(PROBLEM DESCRIPTION)
In the records below, swap "fingers" for "hands" and write all of them out again with nothing else altered, omitting the pictures.

(Photo-based point labeling data)
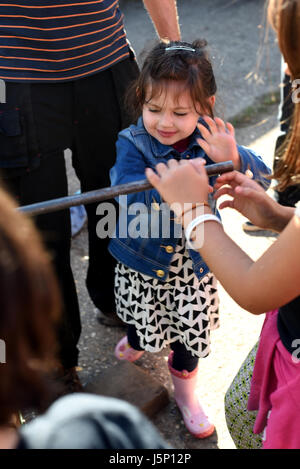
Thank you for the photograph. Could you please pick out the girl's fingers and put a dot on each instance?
(172, 164)
(204, 145)
(212, 125)
(204, 132)
(199, 164)
(230, 129)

(OUTPUT FOR THIS TASK)
Thank you for the photograph. Could you please pick out the girl's hands and put a dot on each instance?
(172, 164)
(204, 145)
(212, 125)
(204, 132)
(199, 164)
(230, 129)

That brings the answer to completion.